— Start of Available data —

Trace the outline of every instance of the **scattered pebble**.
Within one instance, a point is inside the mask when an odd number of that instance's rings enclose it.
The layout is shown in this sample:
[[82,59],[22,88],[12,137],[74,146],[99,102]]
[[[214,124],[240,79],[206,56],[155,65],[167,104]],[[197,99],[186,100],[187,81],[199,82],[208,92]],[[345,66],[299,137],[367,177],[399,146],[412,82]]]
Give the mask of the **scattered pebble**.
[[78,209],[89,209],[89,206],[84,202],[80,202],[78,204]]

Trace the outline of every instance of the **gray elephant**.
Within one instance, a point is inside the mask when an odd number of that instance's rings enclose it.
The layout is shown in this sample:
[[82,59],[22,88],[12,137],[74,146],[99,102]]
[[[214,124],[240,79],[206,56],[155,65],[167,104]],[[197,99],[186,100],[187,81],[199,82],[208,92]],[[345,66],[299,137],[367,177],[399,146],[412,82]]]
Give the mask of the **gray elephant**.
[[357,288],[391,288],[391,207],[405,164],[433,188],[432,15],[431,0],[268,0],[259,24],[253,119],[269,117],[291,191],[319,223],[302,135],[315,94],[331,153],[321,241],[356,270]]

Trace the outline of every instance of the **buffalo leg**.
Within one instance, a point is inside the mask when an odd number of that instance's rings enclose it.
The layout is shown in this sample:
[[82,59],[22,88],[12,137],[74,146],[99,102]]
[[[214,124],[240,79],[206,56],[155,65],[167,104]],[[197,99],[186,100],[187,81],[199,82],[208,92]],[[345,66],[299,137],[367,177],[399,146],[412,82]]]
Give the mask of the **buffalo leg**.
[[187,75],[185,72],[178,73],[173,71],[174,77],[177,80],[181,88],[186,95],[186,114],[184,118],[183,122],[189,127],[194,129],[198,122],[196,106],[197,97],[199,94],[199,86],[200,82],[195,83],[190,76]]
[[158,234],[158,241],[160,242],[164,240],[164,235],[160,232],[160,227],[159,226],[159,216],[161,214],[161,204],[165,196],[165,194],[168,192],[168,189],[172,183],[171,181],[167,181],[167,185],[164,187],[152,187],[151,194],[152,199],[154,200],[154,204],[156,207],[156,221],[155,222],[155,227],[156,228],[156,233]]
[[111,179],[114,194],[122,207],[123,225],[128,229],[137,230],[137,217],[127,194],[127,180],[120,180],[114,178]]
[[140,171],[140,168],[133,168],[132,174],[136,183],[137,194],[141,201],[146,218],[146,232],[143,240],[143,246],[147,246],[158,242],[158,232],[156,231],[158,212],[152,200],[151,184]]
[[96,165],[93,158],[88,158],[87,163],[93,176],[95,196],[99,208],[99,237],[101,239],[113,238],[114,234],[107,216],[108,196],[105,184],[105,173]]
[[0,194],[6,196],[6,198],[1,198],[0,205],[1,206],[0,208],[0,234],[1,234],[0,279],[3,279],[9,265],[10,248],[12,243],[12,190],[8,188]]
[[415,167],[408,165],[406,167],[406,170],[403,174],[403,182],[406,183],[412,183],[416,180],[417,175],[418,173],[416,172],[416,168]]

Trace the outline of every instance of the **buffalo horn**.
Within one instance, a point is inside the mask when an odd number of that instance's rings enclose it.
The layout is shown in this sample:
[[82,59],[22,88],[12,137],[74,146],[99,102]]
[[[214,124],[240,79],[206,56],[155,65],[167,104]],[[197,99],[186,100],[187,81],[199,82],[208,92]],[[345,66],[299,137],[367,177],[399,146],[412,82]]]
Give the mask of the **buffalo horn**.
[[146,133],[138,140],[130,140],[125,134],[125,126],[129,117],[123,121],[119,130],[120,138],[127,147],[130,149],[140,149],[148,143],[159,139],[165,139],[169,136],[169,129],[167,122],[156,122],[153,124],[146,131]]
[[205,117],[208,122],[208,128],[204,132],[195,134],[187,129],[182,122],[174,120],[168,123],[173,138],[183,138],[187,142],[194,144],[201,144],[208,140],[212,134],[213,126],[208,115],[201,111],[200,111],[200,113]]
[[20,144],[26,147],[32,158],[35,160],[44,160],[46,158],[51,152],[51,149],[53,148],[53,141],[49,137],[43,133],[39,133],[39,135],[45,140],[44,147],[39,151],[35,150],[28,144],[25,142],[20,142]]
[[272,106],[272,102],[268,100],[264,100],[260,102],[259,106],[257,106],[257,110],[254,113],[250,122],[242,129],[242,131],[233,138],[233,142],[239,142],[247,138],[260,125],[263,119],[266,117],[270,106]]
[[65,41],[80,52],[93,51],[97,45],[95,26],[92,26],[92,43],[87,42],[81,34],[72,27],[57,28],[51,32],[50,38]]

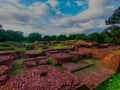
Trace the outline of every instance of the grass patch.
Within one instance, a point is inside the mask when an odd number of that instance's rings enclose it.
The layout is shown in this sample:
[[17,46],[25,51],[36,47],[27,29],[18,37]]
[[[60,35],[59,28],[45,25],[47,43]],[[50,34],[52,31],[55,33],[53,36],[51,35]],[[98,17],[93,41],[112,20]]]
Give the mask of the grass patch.
[[23,65],[23,61],[24,58],[20,58],[13,62],[12,68],[10,70],[10,75],[17,75],[26,71],[26,68]]
[[96,90],[120,90],[120,72],[106,80]]
[[39,48],[37,48],[37,50],[38,50],[38,51],[42,51],[42,50],[43,50],[43,48],[42,48],[42,47],[39,47]]
[[65,68],[64,66],[62,66],[62,64],[57,64],[55,65],[56,67],[58,67],[60,70],[65,71],[67,68]]
[[25,48],[25,47],[24,47],[24,48],[15,48],[15,50],[25,51],[25,50],[26,50],[26,48]]
[[61,45],[61,44],[56,44],[55,46],[51,46],[51,48],[53,48],[53,49],[61,49],[61,48],[67,48],[68,46],[63,46],[63,45]]
[[120,50],[114,50],[114,51],[111,51],[111,52],[120,53]]

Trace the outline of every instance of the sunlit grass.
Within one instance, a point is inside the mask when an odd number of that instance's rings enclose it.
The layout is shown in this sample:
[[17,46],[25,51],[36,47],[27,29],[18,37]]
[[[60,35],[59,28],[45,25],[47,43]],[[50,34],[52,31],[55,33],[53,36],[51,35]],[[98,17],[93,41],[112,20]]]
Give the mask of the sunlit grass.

— End of Available data —

:: What is needed ::
Please find each line in the entries above that contains the word "elephant" and copy those lines. Case counts.

:: The result ::
Trace the outline of every instance of the **gray elephant**.
Give the mask of the **gray elephant**.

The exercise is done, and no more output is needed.